SUPPLIED TEXT ->

--- begin ---

Senior Correspondent

Focus should be placed on preventative steps, experts say

WASHINGTON ( – Violent crimes rose for the second year in a row in the United States in 2006, according to a report released June 4 by the Federal Bureau of Investigations (FBI).

The FBI’s Uniform Crime Report showed an increase of about 1.3 percent in homicides, robberies and other serious offenses, which follows an increase of 2.3 percent in 2005 in this country, which is already the most violent in the industrialized world.


The statistics indicate the first measurable increase in violent crime in 15 years, but they come as no surprise to some observers who keep watch on the criminal justice system. There has been far too much attention paid to “law and order,” and not enough attention to “justice for all,” according to Barbara Arnwine, Executive Director of the Lawyers Committee for Civil Rights, based in Washington, D.C.

“One of the problems is that with this whole ‘law and order’ mentality that has been so prevalent in our country, that it’s been sort of, ‘Get the criminals, arrest them,’ and there’s been much less focus on, ‘What are the issues that lead to this criminality? What are some of the creative steps that communities can take to become involved in preventing crime and in helping those who are at risk for crime?’” Ms. Arnwine told The Final Call.

“I think there’s just sort of a mentality that there is something that makes people criminals and that they are hopeless, and therefore the society shouldn’t expend money on preventative steps, and I think that’s a serious problem,” Ms. Arnwine continued.

--- end ---

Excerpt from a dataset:

--- begin ---

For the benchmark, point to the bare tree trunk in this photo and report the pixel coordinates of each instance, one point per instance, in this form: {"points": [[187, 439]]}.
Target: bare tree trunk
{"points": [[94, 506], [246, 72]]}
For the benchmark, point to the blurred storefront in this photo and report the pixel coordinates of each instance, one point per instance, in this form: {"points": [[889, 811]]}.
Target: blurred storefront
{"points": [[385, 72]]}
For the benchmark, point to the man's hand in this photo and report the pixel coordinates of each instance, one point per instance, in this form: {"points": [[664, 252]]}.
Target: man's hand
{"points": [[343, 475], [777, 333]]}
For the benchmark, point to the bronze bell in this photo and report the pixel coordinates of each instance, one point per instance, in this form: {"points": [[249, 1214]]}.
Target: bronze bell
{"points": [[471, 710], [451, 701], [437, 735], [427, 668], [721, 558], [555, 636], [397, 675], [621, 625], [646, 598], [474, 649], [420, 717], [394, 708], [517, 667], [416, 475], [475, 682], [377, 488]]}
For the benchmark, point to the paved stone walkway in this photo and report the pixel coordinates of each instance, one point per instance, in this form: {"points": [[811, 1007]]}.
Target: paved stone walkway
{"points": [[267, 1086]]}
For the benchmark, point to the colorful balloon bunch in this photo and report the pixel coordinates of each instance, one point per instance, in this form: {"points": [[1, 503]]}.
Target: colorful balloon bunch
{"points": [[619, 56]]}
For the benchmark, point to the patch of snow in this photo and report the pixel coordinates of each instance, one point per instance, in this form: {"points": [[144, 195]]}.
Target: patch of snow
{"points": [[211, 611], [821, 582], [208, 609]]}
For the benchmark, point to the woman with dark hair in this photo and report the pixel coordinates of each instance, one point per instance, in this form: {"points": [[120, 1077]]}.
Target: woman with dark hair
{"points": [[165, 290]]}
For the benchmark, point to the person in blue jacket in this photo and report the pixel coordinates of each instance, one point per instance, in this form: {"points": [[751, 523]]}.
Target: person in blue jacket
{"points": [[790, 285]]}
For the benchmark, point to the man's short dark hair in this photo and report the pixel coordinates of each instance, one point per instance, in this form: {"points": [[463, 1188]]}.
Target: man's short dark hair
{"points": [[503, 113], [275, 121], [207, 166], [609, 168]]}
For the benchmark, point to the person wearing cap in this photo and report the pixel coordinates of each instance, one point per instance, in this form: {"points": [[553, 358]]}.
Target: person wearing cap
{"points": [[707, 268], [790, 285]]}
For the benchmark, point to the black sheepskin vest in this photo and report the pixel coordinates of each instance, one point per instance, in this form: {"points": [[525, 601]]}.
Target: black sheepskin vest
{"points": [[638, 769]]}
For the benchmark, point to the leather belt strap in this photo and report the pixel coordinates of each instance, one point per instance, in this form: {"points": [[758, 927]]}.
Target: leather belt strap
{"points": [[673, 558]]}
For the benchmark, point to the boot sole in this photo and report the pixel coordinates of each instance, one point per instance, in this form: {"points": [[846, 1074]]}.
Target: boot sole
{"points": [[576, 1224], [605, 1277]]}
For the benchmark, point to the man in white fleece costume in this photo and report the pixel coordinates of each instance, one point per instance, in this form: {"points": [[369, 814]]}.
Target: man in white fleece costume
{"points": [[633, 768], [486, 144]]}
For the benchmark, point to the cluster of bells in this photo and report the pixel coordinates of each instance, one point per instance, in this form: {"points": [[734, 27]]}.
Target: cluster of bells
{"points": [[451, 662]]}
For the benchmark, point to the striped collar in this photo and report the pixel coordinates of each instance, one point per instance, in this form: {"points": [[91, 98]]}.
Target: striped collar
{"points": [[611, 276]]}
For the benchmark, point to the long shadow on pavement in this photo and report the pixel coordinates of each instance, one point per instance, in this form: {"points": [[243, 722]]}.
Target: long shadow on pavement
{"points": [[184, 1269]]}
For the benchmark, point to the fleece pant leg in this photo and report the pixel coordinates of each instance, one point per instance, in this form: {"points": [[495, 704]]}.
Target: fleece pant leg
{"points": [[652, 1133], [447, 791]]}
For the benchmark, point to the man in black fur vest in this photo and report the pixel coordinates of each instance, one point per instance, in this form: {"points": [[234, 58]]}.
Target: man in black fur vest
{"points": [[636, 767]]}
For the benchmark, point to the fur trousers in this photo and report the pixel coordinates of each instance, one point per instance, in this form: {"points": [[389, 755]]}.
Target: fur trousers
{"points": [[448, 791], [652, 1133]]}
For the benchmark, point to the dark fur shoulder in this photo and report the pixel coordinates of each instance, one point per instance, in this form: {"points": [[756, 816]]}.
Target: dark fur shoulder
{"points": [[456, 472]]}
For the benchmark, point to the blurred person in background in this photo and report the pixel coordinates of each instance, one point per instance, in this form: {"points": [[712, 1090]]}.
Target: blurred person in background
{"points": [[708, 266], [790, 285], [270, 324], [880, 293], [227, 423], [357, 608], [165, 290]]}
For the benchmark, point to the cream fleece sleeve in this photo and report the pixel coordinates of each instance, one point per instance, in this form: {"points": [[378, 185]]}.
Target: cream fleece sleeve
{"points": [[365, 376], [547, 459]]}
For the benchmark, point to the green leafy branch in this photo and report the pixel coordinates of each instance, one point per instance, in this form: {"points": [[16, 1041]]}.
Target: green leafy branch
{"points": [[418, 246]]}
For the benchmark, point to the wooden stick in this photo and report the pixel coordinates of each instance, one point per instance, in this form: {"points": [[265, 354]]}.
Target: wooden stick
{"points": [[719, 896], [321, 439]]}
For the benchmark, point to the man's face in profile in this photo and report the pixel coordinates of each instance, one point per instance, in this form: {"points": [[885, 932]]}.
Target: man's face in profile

--- end ---

REQUIREMENT ->
From the crime report article, quote the passage between "WASHINGTON ( –" and "the industrialized world.", inclusive.

SOLUTION ->
WASHINGTON ( – Violent crimes rose for the second year in a row in the United States in 2006, according to a report released June 4 by the Federal Bureau of Investigations (FBI).

The FBI’s Uniform Crime Report showed an increase of about 1.3 percent in homicides, robberies and other serious offenses, which follows an increase of 2.3 percent in 2005 in this country, which is already the most violent in the industrialized world.